▶ _EXERCISE PROMPT_: Print the lines below exactly, beginning with the one that contains "Query: brown rock" and stopping after the last line.

▶ _INFORMATION SUPPLIED_:

..........

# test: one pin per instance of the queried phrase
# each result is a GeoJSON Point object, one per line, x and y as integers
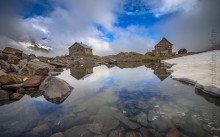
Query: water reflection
{"type": "Point", "coordinates": [114, 100]}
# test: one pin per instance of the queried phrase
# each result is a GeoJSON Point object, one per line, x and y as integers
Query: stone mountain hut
{"type": "Point", "coordinates": [163, 48]}
{"type": "Point", "coordinates": [80, 49]}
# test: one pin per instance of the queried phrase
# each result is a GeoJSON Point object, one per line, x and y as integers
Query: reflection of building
{"type": "Point", "coordinates": [81, 72]}
{"type": "Point", "coordinates": [80, 49]}
{"type": "Point", "coordinates": [159, 70]}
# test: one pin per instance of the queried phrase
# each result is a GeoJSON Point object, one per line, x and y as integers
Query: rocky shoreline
{"type": "Point", "coordinates": [198, 70]}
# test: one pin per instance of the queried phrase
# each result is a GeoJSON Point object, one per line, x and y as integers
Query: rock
{"type": "Point", "coordinates": [43, 130]}
{"type": "Point", "coordinates": [141, 118]}
{"type": "Point", "coordinates": [78, 131]}
{"type": "Point", "coordinates": [35, 67]}
{"type": "Point", "coordinates": [13, 51]}
{"type": "Point", "coordinates": [54, 73]}
{"type": "Point", "coordinates": [58, 70]}
{"type": "Point", "coordinates": [95, 128]}
{"type": "Point", "coordinates": [14, 68]}
{"type": "Point", "coordinates": [173, 133]}
{"type": "Point", "coordinates": [4, 65]}
{"type": "Point", "coordinates": [117, 133]}
{"type": "Point", "coordinates": [10, 79]}
{"type": "Point", "coordinates": [16, 96]}
{"type": "Point", "coordinates": [2, 73]}
{"type": "Point", "coordinates": [12, 86]}
{"type": "Point", "coordinates": [105, 116]}
{"type": "Point", "coordinates": [33, 81]}
{"type": "Point", "coordinates": [4, 95]}
{"type": "Point", "coordinates": [59, 134]}
{"type": "Point", "coordinates": [21, 91]}
{"type": "Point", "coordinates": [55, 89]}
{"type": "Point", "coordinates": [133, 134]}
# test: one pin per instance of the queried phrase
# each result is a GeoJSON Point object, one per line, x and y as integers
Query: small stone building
{"type": "Point", "coordinates": [182, 51]}
{"type": "Point", "coordinates": [163, 48]}
{"type": "Point", "coordinates": [80, 49]}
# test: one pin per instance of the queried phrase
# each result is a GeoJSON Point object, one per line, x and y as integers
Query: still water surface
{"type": "Point", "coordinates": [143, 100]}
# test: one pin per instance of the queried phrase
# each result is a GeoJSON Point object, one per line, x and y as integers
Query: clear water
{"type": "Point", "coordinates": [110, 95]}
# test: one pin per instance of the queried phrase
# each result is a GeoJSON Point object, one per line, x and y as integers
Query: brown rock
{"type": "Point", "coordinates": [59, 134]}
{"type": "Point", "coordinates": [133, 134]}
{"type": "Point", "coordinates": [4, 65]}
{"type": "Point", "coordinates": [173, 133]}
{"type": "Point", "coordinates": [2, 73]}
{"type": "Point", "coordinates": [10, 79]}
{"type": "Point", "coordinates": [33, 81]}
{"type": "Point", "coordinates": [16, 96]}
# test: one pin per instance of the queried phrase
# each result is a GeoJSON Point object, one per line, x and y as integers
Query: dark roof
{"type": "Point", "coordinates": [164, 40]}
{"type": "Point", "coordinates": [81, 44]}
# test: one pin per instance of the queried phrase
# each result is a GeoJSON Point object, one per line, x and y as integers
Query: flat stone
{"type": "Point", "coordinates": [95, 128]}
{"type": "Point", "coordinates": [78, 131]}
{"type": "Point", "coordinates": [33, 81]}
{"type": "Point", "coordinates": [12, 86]}
{"type": "Point", "coordinates": [59, 134]}
{"type": "Point", "coordinates": [16, 96]}
{"type": "Point", "coordinates": [141, 118]}
{"type": "Point", "coordinates": [10, 79]}
{"type": "Point", "coordinates": [55, 89]}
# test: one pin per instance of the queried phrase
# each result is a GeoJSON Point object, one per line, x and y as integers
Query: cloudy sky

..........

▶ _EXERCISE OUTPUT_:
Query: brown rock
{"type": "Point", "coordinates": [59, 134]}
{"type": "Point", "coordinates": [133, 134]}
{"type": "Point", "coordinates": [4, 65]}
{"type": "Point", "coordinates": [173, 133]}
{"type": "Point", "coordinates": [2, 73]}
{"type": "Point", "coordinates": [10, 79]}
{"type": "Point", "coordinates": [33, 81]}
{"type": "Point", "coordinates": [16, 96]}
# test: one pin per instance of the queried phrase
# each result is a GeoJSON Point object, one per line, x and y as integers
Query: dark roof
{"type": "Point", "coordinates": [164, 40]}
{"type": "Point", "coordinates": [81, 44]}
# test: one pin per instance of the queried phrase
# each result is a GeoJSON Point object, one per line, x and y as integers
Query: flat stone
{"type": "Point", "coordinates": [95, 128]}
{"type": "Point", "coordinates": [78, 131]}
{"type": "Point", "coordinates": [33, 81]}
{"type": "Point", "coordinates": [12, 86]}
{"type": "Point", "coordinates": [59, 134]}
{"type": "Point", "coordinates": [16, 96]}
{"type": "Point", "coordinates": [141, 118]}
{"type": "Point", "coordinates": [10, 79]}
{"type": "Point", "coordinates": [55, 89]}
# test: one pin per instance of the queried phrase
# each result is a GeoJSON Point object, one per line, x and y as integers
Query: cloudy sky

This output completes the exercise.